Request 1> In the records, reproduce verbatim every line starting at the one that contains "This trail-cam photo was taken at dusk. Identify metal" and ending after the one that contains "[220,50,230,67]", including both of those lines.

Source passage>

▼

The low level of workers’ enrolment in the mandatory National Pension Scheme has, once again, been brought into bold relief by disturbing statistics recently released by the National Pension Commission (Pencom).   According to the figures, only 7.24 million employees, representing a dismal 7.7 per cent of the country’s workforce, were contributing to the compulsory National Pension Scheme as at September last year.

  A further breakdown of the PenCom figures shows that only four per cent of the country’s total population has been accounted for in the scheme. It is no surprise, therefore, that 70 per cent of the working population, mostly in the informal sector, has not been captured in the scheme, while   92.3 per cent of workers in the country have no form of insurance whatsoever to cater for them after their retirement and in their old age.

It is a very scary scenario. It is bad enough that the Pension Reform Act (PRA) came into effect only in 2004, but much worse that it is being largely ignored and not complied with by the majority of workers and employers of labour in the country. Sadly, it is the different levels of government and their agencies that are most guilty of this failure to enrol their workers in the scheme. In this situation of widespread default by governmental organisations, what can be expected of the private sector? The Pencom scheme provides for a contributory pension scheme, which allows employers to deduct whatever is due from their workers’ salaries and remit it to their Retirement Savings Accounts (RSAs) with their Pension Funds Administrators (PFAs) until they retire, and are able to access the funds.

▲

Records of labeled boxes:

▼

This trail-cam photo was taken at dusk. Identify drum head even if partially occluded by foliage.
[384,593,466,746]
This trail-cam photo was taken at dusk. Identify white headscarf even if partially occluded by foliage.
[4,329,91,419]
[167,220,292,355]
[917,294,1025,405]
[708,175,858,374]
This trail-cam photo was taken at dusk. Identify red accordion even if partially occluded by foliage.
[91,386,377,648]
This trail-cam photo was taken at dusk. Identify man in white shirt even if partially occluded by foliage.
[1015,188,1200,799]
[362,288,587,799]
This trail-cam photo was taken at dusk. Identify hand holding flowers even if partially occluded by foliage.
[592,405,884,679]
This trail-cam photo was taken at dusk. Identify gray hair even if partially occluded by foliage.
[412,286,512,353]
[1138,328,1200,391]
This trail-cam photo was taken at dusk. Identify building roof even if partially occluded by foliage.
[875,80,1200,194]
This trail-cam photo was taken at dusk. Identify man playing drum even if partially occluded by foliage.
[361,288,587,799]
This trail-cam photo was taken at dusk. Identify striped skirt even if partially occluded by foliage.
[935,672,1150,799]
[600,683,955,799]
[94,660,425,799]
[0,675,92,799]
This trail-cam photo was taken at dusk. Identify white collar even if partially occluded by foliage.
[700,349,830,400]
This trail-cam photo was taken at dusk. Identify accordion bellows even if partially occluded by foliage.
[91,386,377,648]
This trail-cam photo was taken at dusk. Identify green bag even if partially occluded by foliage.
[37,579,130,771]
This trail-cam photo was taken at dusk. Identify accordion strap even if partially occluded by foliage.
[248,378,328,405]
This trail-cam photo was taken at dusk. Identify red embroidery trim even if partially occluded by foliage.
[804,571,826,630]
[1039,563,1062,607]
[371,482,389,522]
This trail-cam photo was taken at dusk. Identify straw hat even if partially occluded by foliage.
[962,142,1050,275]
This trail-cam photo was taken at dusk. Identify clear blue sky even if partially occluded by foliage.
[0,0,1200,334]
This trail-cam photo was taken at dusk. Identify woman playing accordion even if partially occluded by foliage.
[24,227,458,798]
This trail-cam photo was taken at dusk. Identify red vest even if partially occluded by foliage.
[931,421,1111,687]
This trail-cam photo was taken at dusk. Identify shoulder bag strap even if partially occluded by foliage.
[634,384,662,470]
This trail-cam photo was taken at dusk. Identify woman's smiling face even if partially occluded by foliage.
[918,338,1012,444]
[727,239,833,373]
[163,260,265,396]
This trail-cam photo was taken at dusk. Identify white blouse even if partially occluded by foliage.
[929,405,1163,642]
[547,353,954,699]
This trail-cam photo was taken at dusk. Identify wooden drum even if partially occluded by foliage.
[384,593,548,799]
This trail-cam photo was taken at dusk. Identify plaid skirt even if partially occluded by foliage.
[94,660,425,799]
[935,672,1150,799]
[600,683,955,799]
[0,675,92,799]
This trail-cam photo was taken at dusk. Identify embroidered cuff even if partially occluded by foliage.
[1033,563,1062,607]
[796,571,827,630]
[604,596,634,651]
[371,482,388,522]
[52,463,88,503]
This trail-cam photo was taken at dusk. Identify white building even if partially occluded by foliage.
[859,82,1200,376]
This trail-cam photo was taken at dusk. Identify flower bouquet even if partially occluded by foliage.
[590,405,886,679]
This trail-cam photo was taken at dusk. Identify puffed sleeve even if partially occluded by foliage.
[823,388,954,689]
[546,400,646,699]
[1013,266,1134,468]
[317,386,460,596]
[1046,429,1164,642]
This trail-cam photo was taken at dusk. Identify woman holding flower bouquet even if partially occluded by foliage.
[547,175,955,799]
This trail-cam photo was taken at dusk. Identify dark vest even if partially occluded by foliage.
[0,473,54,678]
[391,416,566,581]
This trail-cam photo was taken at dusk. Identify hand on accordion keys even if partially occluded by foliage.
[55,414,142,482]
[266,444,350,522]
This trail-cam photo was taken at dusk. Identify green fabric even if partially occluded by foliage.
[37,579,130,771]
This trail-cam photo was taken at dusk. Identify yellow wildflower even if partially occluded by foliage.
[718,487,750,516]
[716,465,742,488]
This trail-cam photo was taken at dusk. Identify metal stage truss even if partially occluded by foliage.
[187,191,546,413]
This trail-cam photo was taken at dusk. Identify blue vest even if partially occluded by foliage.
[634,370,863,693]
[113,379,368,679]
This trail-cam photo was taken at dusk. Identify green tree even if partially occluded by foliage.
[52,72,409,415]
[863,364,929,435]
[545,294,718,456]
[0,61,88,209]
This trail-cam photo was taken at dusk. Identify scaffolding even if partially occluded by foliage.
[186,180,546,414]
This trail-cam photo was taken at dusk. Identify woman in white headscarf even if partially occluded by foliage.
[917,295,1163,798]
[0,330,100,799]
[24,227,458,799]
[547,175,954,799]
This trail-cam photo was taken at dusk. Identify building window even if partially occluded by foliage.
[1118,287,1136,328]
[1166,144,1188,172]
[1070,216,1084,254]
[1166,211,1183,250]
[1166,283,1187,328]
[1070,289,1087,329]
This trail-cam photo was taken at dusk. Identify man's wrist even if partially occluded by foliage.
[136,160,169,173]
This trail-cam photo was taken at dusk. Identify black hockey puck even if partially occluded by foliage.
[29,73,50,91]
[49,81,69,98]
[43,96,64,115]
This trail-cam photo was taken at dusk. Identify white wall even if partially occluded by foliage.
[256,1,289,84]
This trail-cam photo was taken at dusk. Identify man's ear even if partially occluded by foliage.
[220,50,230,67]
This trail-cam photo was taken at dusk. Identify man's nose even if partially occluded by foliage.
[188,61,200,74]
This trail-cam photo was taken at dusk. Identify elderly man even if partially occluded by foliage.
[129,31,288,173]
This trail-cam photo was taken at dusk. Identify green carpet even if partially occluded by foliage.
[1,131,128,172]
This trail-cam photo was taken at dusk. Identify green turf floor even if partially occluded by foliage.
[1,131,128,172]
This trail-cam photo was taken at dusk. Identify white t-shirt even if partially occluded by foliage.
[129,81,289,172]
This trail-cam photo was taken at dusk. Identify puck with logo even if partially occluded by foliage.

▲

Request 2> Translate this sentence from the pension enrollment passage into Spanish: "A further breakdown of the PenCom figures shows that only four per cent of the country’s total population has been accounted for in the scheme."

Expected answer 1>
This trail-cam photo was taken at dusk. Identify metal stage truss even if partially occluded by foliage.
[187,191,546,413]
This trail-cam photo was taken at dusk. Identify blue vest even if partially occluded by foliage.
[634,370,863,693]
[113,379,368,679]
This trail-cam photo was taken at dusk. Identify green tree even if partially occluded by foliage.
[52,72,409,415]
[863,364,929,435]
[545,294,718,456]
[0,61,88,209]
This trail-cam photo was taken at dusk. Identify scaffolding even if partially occluded by foliage.
[186,180,546,414]
This trail-cam photo was taken at dusk. Identify woman in white headscarf even if partially occluded by foliage.
[917,295,1163,798]
[0,330,100,799]
[24,227,458,799]
[547,175,954,799]
This trail-cam photo was taken at dusk. Identify building window even if partially occluded by foliage.
[1118,287,1136,328]
[1166,144,1188,172]
[1070,216,1084,254]
[1166,211,1183,250]
[1166,283,1187,328]
[1070,289,1087,329]
This trail-cam photo was taken at dusk. Identify man's wrist even if partially occluded by foliage.
[136,160,169,173]
This trail-cam photo was taken at dusk. Identify black hockey puck even if partially occluded by foliage.
[29,73,50,91]
[49,81,69,98]
[43,96,64,115]
This trail-cam photo was taken at dusk. Identify white wall even if partially occluded by foliage.
[256,1,289,84]
This trail-cam photo was taken at dusk. Identify man's ear even if partially occluded by foliage.
[220,50,230,67]

Expected answer 2> Un desglose adicional de las cifras de PenCom muestra que solo el cuatro por ciento de la población total del país ha sido contabilizada en el plan.